##### Trecho selecionado #####
SIMÃO BACAMARTE - O ALIENTISTA |
O crack, como sabemos, é uma substância
psicoativa devastadora e o aspecto físico, psíquico e ambiental em que se dá seu
o consumo é degradante. Tem um poder muito elevado de provocar dependência – as
substâncias de maior risco mais imediato são a heroína, o próprio crack (que é
derivado da cocaína) e a nicotina. Como toda substância que tem ação no SNC tem
potencial de causar comportamentos impulsivos e agressivos – consequentemente
comportamento relacionado a atos de violência. Então, nesse caso se justifica o
argumento do Dr. Dráuzio: “melhor tratarmos antes de serem criminosos”. Vamos,
contudo, abrir mais o leque dessa discussão. Se tomarmos como exemplo uma outra
substância psicoativa, o álcool, a polêmica se alarga. Estudos apontam que
entre 35 e 66% dos atos de violência doméstica, o agressor havia utilizado bebida alcoólica. Então, se seguirmos o
raciocínio do Dr. Dráuzio teríamos que criar incontáveis leitos de hospícios e
reduzir significativamente a população carcerária, internando involuntariamente
os bebedores, inclusive, os bebedores ocasionais... .
Seria, enfim, a efetivação da psiquiatrização dos problemas da esfera criminal
e social. Faríamos como no conto “o Alienista” de Machado de Assis: internar todos os insensatos (a maioria da
população) na casa Verde – um hospital psiquiátrico modernamente equipado
dentro dos padrões do século XIX. Simão Bacamarte, o psiquiatra-personagem
principal, sem sombra de dúvidas, internaria compulsoriamente até os tabagistas,
sob a sensata alegação de que estão tentando continuamente se matar.
##### Informações fornecidas #####
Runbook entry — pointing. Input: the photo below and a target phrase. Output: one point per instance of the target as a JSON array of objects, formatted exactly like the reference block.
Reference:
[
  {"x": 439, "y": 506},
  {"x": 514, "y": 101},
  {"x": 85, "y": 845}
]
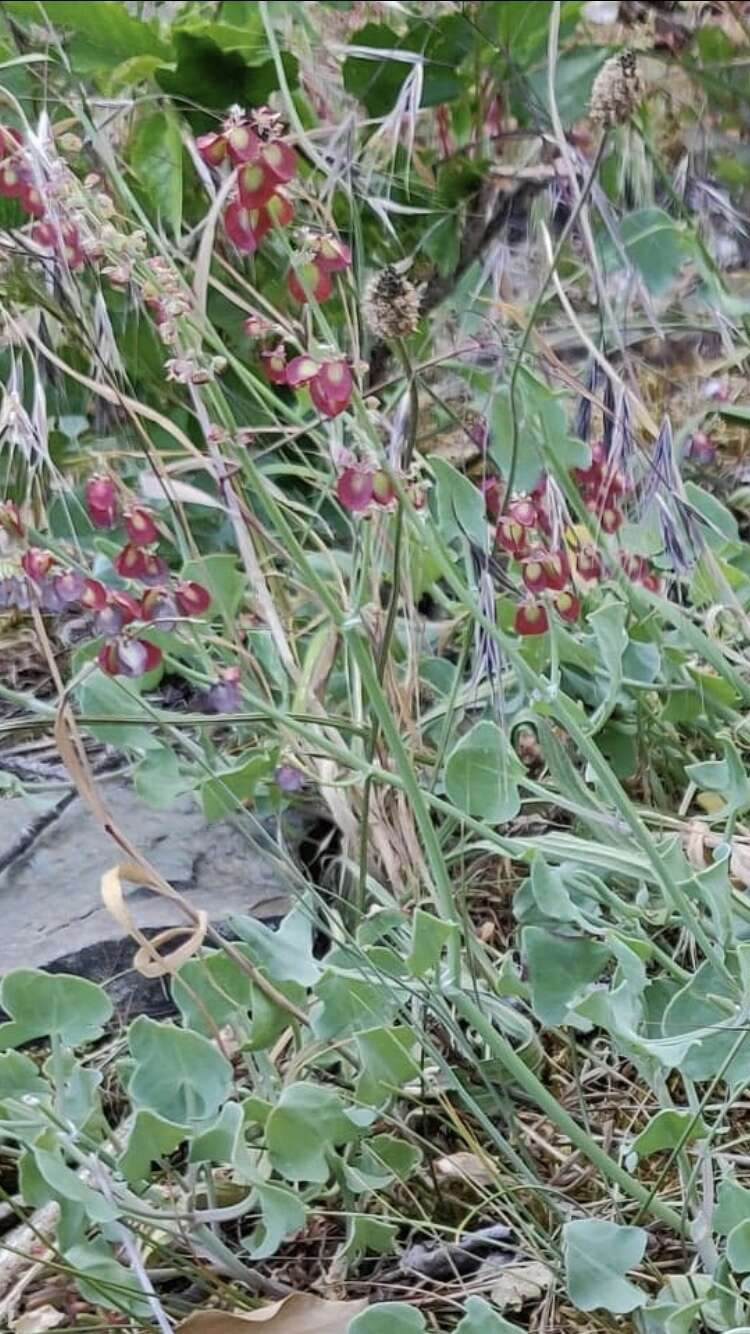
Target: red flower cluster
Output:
[
  {"x": 358, "y": 487},
  {"x": 116, "y": 610},
  {"x": 330, "y": 382},
  {"x": 263, "y": 166},
  {"x": 19, "y": 182}
]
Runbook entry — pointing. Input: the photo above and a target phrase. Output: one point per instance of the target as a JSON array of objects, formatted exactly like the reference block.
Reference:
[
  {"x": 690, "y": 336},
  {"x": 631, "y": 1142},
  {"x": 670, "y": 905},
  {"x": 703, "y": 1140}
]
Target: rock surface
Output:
[{"x": 51, "y": 910}]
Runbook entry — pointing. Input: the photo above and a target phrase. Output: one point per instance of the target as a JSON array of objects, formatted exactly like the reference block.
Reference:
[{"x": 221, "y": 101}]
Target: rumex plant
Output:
[{"x": 326, "y": 492}]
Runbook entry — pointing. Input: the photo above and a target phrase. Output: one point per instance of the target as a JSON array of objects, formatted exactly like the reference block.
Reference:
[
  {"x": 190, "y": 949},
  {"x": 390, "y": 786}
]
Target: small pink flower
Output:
[
  {"x": 310, "y": 282},
  {"x": 102, "y": 502},
  {"x": 567, "y": 606},
  {"x": 128, "y": 656},
  {"x": 531, "y": 618},
  {"x": 274, "y": 362},
  {"x": 139, "y": 526},
  {"x": 130, "y": 562},
  {"x": 355, "y": 488},
  {"x": 212, "y": 148},
  {"x": 36, "y": 563}
]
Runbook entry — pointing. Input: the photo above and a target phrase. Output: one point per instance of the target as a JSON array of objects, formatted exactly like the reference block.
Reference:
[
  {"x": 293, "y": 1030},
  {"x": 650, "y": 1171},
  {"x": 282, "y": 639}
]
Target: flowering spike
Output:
[
  {"x": 531, "y": 618},
  {"x": 355, "y": 488}
]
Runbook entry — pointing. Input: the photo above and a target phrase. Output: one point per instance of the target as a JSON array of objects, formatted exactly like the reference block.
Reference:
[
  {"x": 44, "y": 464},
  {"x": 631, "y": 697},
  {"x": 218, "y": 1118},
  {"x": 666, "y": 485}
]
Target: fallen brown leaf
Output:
[
  {"x": 36, "y": 1322},
  {"x": 519, "y": 1283},
  {"x": 300, "y": 1313}
]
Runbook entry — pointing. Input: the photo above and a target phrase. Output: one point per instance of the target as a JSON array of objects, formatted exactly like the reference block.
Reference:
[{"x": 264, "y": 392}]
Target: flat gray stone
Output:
[{"x": 51, "y": 901}]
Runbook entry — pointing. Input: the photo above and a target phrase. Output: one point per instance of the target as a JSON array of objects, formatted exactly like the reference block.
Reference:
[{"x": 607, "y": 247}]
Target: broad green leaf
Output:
[
  {"x": 382, "y": 1159},
  {"x": 60, "y": 1182},
  {"x": 106, "y": 698},
  {"x": 283, "y": 1214},
  {"x": 284, "y": 954},
  {"x": 210, "y": 78},
  {"x": 654, "y": 246},
  {"x": 482, "y": 775},
  {"x": 150, "y": 1138},
  {"x": 19, "y": 1077},
  {"x": 461, "y": 504},
  {"x": 387, "y": 1063},
  {"x": 76, "y": 1090},
  {"x": 176, "y": 1073},
  {"x": 304, "y": 1125},
  {"x": 607, "y": 628},
  {"x": 429, "y": 935},
  {"x": 42, "y": 1003},
  {"x": 347, "y": 1005},
  {"x": 666, "y": 1130},
  {"x": 482, "y": 1318},
  {"x": 211, "y": 991},
  {"x": 733, "y": 1206},
  {"x": 156, "y": 158},
  {"x": 561, "y": 967},
  {"x": 231, "y": 789},
  {"x": 159, "y": 781},
  {"x": 597, "y": 1257},
  {"x": 727, "y": 777},
  {"x": 389, "y": 1318},
  {"x": 719, "y": 524}
]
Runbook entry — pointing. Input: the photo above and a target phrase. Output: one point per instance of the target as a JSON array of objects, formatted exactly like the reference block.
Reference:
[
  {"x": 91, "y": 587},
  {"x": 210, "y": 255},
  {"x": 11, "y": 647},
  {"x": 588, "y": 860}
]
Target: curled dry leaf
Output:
[
  {"x": 36, "y": 1322},
  {"x": 465, "y": 1166},
  {"x": 300, "y": 1313},
  {"x": 521, "y": 1283}
]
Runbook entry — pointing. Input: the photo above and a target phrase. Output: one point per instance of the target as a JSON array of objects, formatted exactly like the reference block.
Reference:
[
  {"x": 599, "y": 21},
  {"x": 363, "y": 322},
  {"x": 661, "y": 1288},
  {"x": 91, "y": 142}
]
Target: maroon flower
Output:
[
  {"x": 140, "y": 527},
  {"x": 102, "y": 502},
  {"x": 531, "y": 618},
  {"x": 567, "y": 606},
  {"x": 36, "y": 563},
  {"x": 130, "y": 562},
  {"x": 355, "y": 488},
  {"x": 310, "y": 282},
  {"x": 511, "y": 535},
  {"x": 128, "y": 656},
  {"x": 212, "y": 148},
  {"x": 274, "y": 362}
]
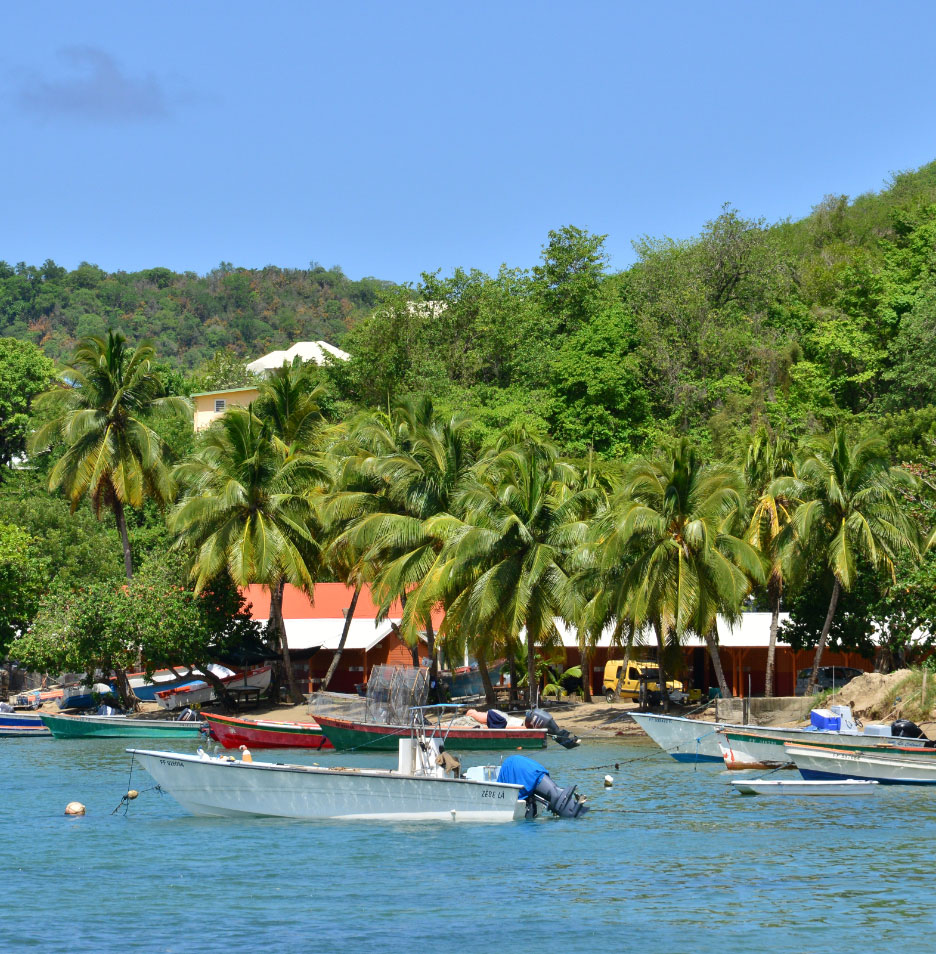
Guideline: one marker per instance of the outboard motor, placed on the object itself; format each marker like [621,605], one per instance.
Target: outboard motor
[905,729]
[560,801]
[536,787]
[538,719]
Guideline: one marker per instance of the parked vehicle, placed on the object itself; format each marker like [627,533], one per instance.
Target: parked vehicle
[830,677]
[640,671]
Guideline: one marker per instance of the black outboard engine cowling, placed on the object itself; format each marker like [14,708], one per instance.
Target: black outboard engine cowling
[905,729]
[538,719]
[560,801]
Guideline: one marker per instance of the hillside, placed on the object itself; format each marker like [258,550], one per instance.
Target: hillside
[796,325]
[188,316]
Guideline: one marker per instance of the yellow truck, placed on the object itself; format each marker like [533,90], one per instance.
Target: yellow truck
[638,670]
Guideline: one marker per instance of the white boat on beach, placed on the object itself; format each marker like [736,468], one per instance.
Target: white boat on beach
[200,692]
[692,740]
[426,785]
[753,747]
[801,786]
[887,767]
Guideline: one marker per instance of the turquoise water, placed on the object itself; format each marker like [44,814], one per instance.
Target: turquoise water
[669,860]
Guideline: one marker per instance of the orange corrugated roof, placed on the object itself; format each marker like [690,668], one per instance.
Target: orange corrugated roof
[330,602]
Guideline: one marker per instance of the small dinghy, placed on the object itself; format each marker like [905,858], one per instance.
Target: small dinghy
[799,786]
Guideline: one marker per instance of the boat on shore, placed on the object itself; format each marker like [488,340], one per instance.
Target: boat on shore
[118,727]
[349,734]
[750,747]
[22,724]
[233,732]
[200,692]
[891,767]
[800,786]
[692,740]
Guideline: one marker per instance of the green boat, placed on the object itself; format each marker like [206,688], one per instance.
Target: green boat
[118,727]
[346,734]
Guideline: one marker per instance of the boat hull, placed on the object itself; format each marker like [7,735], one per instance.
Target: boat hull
[345,734]
[749,748]
[22,724]
[686,740]
[818,762]
[211,786]
[256,734]
[790,787]
[118,727]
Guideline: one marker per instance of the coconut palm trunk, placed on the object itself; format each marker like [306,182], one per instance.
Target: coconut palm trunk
[276,613]
[486,680]
[823,638]
[664,694]
[716,663]
[336,659]
[773,593]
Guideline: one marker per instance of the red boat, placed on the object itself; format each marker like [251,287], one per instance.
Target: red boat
[263,734]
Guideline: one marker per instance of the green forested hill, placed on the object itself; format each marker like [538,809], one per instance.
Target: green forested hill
[798,325]
[188,316]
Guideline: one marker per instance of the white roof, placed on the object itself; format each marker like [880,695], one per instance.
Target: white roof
[317,351]
[326,633]
[753,630]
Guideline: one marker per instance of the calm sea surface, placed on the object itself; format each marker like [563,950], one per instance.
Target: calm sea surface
[668,860]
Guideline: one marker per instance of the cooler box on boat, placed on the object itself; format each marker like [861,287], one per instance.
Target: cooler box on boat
[825,719]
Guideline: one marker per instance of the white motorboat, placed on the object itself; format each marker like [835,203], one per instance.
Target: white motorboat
[200,692]
[752,747]
[426,785]
[692,740]
[887,767]
[800,786]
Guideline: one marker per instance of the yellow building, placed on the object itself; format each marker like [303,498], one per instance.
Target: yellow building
[210,405]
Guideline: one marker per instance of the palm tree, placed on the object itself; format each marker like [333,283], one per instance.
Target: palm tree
[767,459]
[501,567]
[407,468]
[667,542]
[246,509]
[111,454]
[849,508]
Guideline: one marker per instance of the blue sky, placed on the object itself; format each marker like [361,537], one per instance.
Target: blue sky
[396,138]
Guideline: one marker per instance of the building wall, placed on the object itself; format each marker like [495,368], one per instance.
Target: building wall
[205,411]
[738,664]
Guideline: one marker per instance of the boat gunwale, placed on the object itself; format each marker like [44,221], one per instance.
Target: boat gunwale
[221,762]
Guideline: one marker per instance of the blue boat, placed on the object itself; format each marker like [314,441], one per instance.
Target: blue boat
[22,724]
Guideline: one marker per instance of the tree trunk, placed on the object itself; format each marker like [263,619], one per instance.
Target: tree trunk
[128,697]
[486,680]
[716,662]
[344,637]
[661,683]
[773,592]
[277,598]
[823,637]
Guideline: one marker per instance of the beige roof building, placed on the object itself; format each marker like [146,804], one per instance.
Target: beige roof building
[210,405]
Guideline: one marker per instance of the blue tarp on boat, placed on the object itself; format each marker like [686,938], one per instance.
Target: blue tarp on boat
[519,770]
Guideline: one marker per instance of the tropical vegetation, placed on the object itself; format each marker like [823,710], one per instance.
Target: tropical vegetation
[744,419]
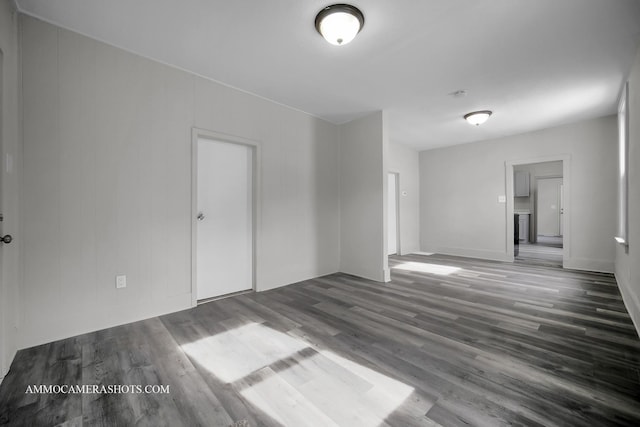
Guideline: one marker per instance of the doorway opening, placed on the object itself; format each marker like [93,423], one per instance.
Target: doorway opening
[223,217]
[538,207]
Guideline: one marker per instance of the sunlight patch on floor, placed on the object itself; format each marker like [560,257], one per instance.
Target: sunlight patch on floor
[423,267]
[236,353]
[307,388]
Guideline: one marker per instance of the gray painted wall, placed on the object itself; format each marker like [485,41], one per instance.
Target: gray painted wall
[363,198]
[10,152]
[460,185]
[628,262]
[406,162]
[107,184]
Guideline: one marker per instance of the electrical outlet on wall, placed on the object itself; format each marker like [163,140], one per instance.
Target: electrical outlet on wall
[121,281]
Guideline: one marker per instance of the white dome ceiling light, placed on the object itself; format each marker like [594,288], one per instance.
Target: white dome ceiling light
[477,117]
[339,23]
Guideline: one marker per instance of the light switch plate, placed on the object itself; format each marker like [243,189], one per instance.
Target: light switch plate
[121,281]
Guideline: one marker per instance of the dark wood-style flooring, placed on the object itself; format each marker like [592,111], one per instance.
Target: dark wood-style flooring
[449,341]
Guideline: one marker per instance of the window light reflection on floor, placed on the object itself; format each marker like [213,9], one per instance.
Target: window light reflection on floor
[315,388]
[236,353]
[423,267]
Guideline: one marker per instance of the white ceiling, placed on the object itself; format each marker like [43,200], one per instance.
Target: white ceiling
[535,63]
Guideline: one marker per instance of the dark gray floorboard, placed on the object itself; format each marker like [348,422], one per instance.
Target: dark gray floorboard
[486,344]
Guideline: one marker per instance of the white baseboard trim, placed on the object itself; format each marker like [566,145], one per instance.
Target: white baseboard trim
[585,264]
[631,301]
[475,253]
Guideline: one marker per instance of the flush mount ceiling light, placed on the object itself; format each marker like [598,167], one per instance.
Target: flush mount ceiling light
[477,117]
[339,23]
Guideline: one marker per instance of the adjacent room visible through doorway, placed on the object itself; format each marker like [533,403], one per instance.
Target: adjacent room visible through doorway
[538,213]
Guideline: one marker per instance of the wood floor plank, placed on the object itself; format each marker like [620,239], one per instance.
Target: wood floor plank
[449,341]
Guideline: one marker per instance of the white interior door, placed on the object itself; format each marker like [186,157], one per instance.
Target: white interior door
[392,215]
[549,206]
[224,242]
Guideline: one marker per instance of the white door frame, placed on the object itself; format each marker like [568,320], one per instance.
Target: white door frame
[196,134]
[560,219]
[397,203]
[566,178]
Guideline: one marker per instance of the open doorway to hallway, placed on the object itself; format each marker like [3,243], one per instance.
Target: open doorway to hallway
[538,213]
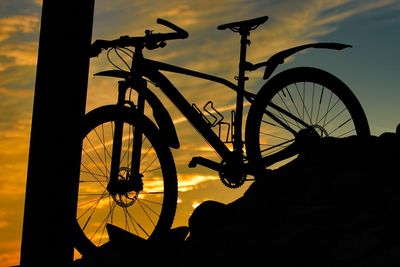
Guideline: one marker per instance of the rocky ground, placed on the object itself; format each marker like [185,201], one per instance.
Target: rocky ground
[337,204]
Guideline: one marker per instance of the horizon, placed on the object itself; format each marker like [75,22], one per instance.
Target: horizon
[370,68]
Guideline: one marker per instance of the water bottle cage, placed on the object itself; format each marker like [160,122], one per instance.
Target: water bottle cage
[215,119]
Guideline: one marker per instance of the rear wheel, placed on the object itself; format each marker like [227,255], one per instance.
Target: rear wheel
[146,213]
[297,106]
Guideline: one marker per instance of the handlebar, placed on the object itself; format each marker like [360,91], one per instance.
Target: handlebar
[149,41]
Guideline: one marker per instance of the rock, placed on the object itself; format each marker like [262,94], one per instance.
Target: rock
[336,204]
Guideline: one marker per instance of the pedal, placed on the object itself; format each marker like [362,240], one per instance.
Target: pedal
[204,162]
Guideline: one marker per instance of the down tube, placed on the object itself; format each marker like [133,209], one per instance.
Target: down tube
[190,113]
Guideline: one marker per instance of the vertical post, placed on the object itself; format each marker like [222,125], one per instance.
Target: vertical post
[55,145]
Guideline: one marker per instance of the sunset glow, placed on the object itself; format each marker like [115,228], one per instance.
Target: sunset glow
[370,68]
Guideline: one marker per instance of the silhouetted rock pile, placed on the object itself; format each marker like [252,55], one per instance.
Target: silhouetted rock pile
[336,204]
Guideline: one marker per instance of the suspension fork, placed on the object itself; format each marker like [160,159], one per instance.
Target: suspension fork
[237,141]
[112,186]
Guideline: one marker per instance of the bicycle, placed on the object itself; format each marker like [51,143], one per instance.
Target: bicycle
[134,174]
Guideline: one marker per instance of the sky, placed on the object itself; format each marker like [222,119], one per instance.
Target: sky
[370,68]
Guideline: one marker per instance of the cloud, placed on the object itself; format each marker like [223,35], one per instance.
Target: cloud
[20,54]
[17,24]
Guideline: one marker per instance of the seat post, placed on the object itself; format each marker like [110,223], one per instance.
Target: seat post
[241,78]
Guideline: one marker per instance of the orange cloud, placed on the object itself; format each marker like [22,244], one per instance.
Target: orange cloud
[15,24]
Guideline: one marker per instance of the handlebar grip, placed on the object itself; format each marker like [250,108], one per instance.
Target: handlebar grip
[97,47]
[181,33]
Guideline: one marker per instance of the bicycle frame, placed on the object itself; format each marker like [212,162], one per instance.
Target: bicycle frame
[151,70]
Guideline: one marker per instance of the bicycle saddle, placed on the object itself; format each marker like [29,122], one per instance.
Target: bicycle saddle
[250,24]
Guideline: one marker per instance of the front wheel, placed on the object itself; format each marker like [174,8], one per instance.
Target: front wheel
[297,106]
[147,212]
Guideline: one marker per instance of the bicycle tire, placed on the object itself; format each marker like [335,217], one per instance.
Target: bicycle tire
[311,88]
[148,214]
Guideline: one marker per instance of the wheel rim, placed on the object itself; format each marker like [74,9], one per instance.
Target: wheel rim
[135,212]
[318,106]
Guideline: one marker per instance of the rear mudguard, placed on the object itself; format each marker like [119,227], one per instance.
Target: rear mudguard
[279,57]
[160,113]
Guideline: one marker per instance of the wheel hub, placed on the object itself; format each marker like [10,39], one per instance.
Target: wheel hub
[126,191]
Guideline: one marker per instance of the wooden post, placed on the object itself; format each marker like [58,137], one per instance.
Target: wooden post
[55,145]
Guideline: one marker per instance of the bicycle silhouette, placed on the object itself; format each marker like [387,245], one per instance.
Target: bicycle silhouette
[128,176]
#####
O que se espera: Reproduza na íntegra o trecho selecionado sobre o crack e a psiquiatrização. Mantenha cada palavra, grafia e sinal de pontuação sem nenhuma alteração.

Resultado abaixo:
SIMÃO BACAMARTE - O ALIENTISTA |
O crack, como sabemos, é uma substância
psicoativa devastadora e o aspecto físico, psíquico e ambiental em que se dá seu
o consumo é degradante. Tem um poder muito elevado de provocar dependência – as
substâncias de maior risco mais imediato são a heroína, o próprio crack (que é
derivado da cocaína) e a nicotina. Como toda substância que tem ação no SNC tem
potencial de causar comportamentos impulsivos e agressivos – consequentemente
comportamento relacionado a atos de violência. Então, nesse caso se justifica o
argumento do Dr. Dráuzio: “melhor tratarmos antes de serem criminosos”. Vamos,
contudo, abrir mais o leque dessa discussão. Se tomarmos como exemplo uma outra
substância psicoativa, o álcool, a polêmica se alarga. Estudos apontam que
entre 35 e 66% dos atos de violência doméstica, o agressor havia utilizado bebida alcoólica. Então, se seguirmos o
raciocínio do Dr. Dráuzio teríamos que criar incontáveis leitos de hospícios e
reduzir significativamente a população carcerária, internando involuntariamente
os bebedores, inclusive, os bebedores ocasionais... .
Seria, enfim, a efetivação da psiquiatrização dos problemas da esfera criminal
e social. Faríamos como no conto “o Alienista” de Machado de Assis: internar todos os insensatos (a maioria da
população) na casa Verde – um hospital psiquiátrico modernamente equipado
dentro dos padrões do século XIX. Simão Bacamarte, o psiquiatra-personagem
principal, sem sombra de dúvidas, internaria compulsoriamente até os tabagistas,
sob a sensata alegação de que estão tentando continuamente se matar.